Excerpt —
* Begin *
Saturday, June 25, 2011

Fairies and Shadowhunters

Two books. Two first-time authors. Two heroines living in NYC with a secret magical past to reveal.

I just finished reading City of Bones by Cassandra Clare and Wondrous Strange by Lesley Livingston. I found them while browsing for new books to read at the library. I had never heard of either one, but plucked them off the shelf, flipped through a few pages, and added to my stack for check out. I didn't know what to expect from either, and based on the covers and titles, didn't expect them to be so similar.



Interestingly, both books use similar terminology to describe the secret magical world within NYC from mortal eyes. Similar situations reveal similar aspects of this world to our heroins. Both girls are willful, independent, red-heads who can see through magic veils referred to as glamour.

 City of Bones is the story of Clary (Clarissa) Fray. While at a party with her friend / childhood sweetheart Simon, Clary sees something she shouldn't be able to see. Three shadowhunters track down a demon at the party and kill him right before Clary's eyes. Clary tries to stop them, thinking the boy they have tied up with wire is just that - an innocent boy tied up with wire. Clary tries to get help to stop what she believes is cold blooded murder, but no one else can see the boy or the three killers. After they finish, they simply disappear, with not a single drop of blood visible as evidence that she isn't going crazy.

After this encounter, Clary's world is turned upside down. When Clary comes home one night to find her mom gone and their apartment in shambles, she must turn to the three shadowhunters - Jace, Alec, and Isabelle -  for help. Shadowhunters, she learns, are members of a super secret organization that use magic and runes to hunt down demons and keep evil beings from wreaking havoc on the mortal world as well as their own hidden homeland, Idris. Clary learns that her mom has been kidnapped by evil rogue shadowhunter Valentine, who'll stop at nothing to find the mortal cup and build a shadow hunter army of his own. Clary faces off against vampires, werewolves, demons, undead, and shadowhunters, while learning shocking secrets about herself and her mother's past.

City of Bones was one of those books that I had a hard time getting into. The teenage dance club with blue haired kids having sex in storage closets (only implied never described), Clary's  I don't need a parent to tell me what to do attitude, and the overall immature feeling of the writing style didn't leave a very positive first impression on me. I wasn't at all surprised to notice that the book was published by Simeon & Schuster, who seem to be the leaders in pumping out shoddily written YA fantasy in the hopes of making profit off any phenomenon they can get their hands on.

I kept reading because a story with a secret organization of demon hunters, vampire / werewolf turf wars, and flying motorcycles certainly has potential. Unfortunately, Cassandra Clare's first attempt at novel writing didn't rise to that potential. Perhaps a few more drafts to her editor would have helped. It certainly would have fixed the typos and perhaps improved the pace of the plot.

Characters, in my opinion, should do more than stand as a means of moving along the plot. Having a great idea for a story plot is all well and good, but it means very little without good strong characters. I've heard that when developing a plot, that plot should stem from the characters, not the other way around. I wasn't sure how I felt about this idea until I read City of Bones. The plot of a book should be the means by which we come to know the character. The problem with City of Bones, is that there is very little sense of character identity. Snobbish, hostile, or secretive characters go out of their way to helpfully provide Clary (and readers) with ample explanations about who they are, what they are doing, and what their motivations are. Clary never has to search for answers herself, they are all dropped right in her lap. Because of this, the characters and narrator all flow together in one voice. We get a lot of very interesting plot, but it means little without characters to back it up.
* End *
Entries supplied —
* Begin *
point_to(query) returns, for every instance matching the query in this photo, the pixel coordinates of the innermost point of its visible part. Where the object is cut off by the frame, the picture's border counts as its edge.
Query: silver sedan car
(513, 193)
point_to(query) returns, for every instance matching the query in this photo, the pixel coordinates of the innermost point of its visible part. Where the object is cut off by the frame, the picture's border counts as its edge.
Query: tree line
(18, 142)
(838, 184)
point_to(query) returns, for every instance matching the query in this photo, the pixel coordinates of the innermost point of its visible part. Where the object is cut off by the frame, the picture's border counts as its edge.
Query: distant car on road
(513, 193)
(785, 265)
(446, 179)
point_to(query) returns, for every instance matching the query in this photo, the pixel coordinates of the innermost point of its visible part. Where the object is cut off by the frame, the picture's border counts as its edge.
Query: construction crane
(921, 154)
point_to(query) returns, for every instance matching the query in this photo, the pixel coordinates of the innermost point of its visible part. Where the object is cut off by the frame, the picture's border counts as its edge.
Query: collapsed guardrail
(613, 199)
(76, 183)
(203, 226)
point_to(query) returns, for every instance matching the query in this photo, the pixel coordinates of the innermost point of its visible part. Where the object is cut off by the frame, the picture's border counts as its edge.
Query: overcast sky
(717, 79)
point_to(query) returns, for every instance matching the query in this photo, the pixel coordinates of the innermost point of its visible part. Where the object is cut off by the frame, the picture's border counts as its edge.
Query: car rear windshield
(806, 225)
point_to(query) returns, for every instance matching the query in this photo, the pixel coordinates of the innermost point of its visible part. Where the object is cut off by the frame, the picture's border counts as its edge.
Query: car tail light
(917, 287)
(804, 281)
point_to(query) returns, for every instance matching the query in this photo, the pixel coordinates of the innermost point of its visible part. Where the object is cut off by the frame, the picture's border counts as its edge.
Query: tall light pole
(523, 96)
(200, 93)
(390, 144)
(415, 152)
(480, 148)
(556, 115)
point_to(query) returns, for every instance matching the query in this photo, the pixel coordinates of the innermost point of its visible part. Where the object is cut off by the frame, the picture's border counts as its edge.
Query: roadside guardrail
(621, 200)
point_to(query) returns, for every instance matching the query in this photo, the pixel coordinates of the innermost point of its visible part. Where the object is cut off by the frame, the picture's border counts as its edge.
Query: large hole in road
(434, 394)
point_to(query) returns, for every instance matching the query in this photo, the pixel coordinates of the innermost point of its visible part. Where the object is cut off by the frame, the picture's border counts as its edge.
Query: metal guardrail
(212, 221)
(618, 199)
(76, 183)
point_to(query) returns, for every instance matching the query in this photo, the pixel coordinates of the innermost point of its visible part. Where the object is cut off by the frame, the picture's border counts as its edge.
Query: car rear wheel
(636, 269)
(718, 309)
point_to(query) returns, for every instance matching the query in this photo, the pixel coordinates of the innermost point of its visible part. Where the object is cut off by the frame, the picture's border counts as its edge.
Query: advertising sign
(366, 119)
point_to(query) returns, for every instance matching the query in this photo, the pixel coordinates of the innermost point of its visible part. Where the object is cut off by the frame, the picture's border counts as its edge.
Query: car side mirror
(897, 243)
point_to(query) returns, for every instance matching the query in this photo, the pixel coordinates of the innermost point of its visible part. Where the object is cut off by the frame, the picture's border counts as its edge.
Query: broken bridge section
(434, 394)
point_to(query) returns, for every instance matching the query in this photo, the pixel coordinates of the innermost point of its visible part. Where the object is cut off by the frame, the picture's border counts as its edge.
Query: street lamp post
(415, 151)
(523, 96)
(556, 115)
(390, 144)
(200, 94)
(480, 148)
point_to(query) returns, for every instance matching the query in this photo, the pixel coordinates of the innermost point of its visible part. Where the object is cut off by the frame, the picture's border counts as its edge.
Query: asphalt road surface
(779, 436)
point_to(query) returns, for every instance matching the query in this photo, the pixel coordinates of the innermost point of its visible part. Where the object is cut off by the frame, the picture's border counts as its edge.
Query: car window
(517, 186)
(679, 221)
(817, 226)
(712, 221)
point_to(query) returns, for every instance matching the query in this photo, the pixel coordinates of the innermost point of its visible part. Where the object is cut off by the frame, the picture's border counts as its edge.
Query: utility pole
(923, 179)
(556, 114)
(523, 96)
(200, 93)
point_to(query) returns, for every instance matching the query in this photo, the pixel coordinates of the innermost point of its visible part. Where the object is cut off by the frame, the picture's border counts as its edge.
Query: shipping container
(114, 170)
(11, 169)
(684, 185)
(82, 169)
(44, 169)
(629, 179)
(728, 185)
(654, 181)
* End *
Required work —
1/ Answer these questions using the review:
(a) Where did the writer come across the two books?
(b) What is the name of the shadowhunters' hidden homeland?
(c) Who kidnapped Clary's mom?
2/ Rewrite the review from "Two books. Two" to "to as glamour.", with "bookstore" in place of "library".

Worked solutions —
1/
(a) At the library, while browsing for new books to read.
(b) Idris.
(c) Valentine, an evil rogue shadowhunter.

2/
Two books. Two first-time authors. Two heroines living in NYC with a secret magical past to reveal.

I just finished reading City of Bones by Cassandra Clare and Wondrous Strange by Lesley Livingston. I found them while browsing for new books to read at the bookstore. I had never heard of either one, but plucked them off the shelf, flipped through a few pages, and added to my stack for check out. I didn't know what to expect from either, and based on the covers and titles, didn't expect them to be so similar.



Interestingly, both books use similar terminology to describe the secret magical world within NYC from mortal eyes. Similar situations reveal similar aspects of this world to our heroins. Both girls are willful, independent, red-heads who can see through magic veils referred to as glamour.